■ What needs to be done ■
Take every line from the records below that includes the word "order".

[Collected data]
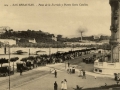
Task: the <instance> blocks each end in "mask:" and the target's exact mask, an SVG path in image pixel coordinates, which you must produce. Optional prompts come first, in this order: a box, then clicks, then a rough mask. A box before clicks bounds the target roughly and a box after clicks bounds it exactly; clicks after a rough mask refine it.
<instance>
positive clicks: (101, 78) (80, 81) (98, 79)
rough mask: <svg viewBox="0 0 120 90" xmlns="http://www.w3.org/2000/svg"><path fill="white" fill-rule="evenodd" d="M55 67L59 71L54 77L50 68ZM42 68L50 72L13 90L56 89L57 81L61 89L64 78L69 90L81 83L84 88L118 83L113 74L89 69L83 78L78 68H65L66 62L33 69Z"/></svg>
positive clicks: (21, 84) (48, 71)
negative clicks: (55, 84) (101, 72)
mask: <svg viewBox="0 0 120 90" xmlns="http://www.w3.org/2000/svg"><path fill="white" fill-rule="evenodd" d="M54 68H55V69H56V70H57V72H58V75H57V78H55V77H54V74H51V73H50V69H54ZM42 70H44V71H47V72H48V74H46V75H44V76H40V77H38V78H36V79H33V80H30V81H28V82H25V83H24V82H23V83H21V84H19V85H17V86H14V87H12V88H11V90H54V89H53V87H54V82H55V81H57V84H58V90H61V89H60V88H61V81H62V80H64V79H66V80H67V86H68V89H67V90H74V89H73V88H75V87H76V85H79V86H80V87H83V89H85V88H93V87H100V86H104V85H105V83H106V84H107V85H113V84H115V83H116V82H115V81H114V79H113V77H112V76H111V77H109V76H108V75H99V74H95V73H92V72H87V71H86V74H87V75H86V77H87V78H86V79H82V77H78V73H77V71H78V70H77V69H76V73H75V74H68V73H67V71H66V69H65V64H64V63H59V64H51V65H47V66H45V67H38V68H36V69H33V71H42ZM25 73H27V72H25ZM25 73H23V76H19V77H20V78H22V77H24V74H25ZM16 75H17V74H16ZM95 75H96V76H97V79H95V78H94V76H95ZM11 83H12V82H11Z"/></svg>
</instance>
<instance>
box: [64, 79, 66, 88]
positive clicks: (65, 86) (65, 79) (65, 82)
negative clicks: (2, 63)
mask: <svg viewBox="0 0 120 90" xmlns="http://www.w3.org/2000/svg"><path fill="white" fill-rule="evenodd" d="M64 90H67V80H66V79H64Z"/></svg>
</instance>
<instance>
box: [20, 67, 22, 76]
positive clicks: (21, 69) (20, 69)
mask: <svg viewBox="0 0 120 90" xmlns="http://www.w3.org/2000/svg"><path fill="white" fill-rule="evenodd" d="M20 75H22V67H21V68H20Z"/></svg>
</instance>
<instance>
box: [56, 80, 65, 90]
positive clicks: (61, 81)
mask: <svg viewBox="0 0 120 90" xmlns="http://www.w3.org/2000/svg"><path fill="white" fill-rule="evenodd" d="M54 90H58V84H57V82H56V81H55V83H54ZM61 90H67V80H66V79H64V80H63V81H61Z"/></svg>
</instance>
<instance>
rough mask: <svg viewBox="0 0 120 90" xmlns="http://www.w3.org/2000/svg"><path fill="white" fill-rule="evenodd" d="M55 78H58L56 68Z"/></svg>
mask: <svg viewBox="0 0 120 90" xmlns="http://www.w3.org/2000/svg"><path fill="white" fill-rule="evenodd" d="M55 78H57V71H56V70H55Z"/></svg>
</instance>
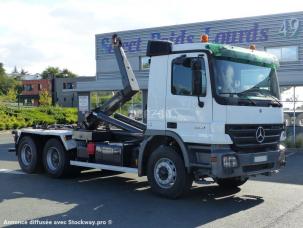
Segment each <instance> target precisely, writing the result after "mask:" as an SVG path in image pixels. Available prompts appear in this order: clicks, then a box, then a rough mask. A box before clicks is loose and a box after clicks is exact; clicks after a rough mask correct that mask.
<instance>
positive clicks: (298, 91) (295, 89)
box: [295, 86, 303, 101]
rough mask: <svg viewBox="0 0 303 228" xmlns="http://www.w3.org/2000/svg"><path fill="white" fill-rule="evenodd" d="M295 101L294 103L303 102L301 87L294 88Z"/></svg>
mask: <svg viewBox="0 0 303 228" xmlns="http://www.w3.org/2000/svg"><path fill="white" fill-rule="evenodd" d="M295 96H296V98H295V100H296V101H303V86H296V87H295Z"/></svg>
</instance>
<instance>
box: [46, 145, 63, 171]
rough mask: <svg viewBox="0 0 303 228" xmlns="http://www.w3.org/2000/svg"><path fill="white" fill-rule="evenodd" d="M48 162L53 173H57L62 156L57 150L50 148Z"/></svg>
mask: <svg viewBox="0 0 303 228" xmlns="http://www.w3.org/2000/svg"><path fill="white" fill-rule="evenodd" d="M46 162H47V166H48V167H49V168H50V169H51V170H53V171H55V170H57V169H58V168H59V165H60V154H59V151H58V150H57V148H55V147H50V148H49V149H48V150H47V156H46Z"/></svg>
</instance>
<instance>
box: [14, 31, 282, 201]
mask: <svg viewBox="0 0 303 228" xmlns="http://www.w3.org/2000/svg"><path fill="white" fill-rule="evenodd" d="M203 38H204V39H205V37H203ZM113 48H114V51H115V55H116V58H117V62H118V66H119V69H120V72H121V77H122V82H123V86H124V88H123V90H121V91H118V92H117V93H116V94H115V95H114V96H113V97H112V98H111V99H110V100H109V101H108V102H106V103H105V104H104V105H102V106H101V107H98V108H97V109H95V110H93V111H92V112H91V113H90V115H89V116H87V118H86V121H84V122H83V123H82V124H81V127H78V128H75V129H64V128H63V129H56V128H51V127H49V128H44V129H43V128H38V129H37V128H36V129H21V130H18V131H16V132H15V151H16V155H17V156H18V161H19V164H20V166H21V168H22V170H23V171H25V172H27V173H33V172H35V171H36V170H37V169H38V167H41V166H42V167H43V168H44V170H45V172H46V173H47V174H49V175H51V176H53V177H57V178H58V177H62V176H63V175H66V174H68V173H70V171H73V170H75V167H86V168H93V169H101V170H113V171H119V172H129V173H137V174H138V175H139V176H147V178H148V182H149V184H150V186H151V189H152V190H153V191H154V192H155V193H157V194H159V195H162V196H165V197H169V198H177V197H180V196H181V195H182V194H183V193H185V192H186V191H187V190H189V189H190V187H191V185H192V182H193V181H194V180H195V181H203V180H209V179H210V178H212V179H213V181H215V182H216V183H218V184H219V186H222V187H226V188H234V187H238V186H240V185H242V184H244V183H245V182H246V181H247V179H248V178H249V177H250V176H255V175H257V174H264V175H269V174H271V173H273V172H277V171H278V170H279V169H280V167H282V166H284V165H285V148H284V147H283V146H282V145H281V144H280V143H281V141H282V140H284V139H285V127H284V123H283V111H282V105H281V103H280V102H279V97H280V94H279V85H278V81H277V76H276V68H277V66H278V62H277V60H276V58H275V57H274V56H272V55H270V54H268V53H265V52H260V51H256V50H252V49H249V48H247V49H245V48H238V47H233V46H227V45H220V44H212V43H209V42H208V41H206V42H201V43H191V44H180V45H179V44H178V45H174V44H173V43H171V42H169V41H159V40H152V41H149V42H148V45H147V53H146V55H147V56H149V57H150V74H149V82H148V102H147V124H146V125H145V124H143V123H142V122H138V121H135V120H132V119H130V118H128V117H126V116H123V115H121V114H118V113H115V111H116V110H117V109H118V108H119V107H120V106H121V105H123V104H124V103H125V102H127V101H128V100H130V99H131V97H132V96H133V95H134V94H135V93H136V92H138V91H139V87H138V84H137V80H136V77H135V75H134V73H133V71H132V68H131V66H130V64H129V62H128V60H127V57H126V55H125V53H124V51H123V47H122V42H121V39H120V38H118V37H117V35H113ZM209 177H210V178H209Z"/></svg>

■ Answer box ■
Task: the <instance> blocks each end in "mask:" and the target's exact mask, an SVG path in image pixel coordinates, which you must produce. Optional prompts come first, in this order: a box, then clicks, then a rough mask. A box before clicks bounds the target roughly and a box after clicks bounds it exactly; clicks after a rough mask refine it.
Segment each <instance> target precisely, writing the result after "mask:" as an SVG path in image pixels. Available prompts appear in this order: clicks, then a box, then a rough mask. A box before clicks is loose and a box after clicks is exact; clicks after a rough mask correct that mask.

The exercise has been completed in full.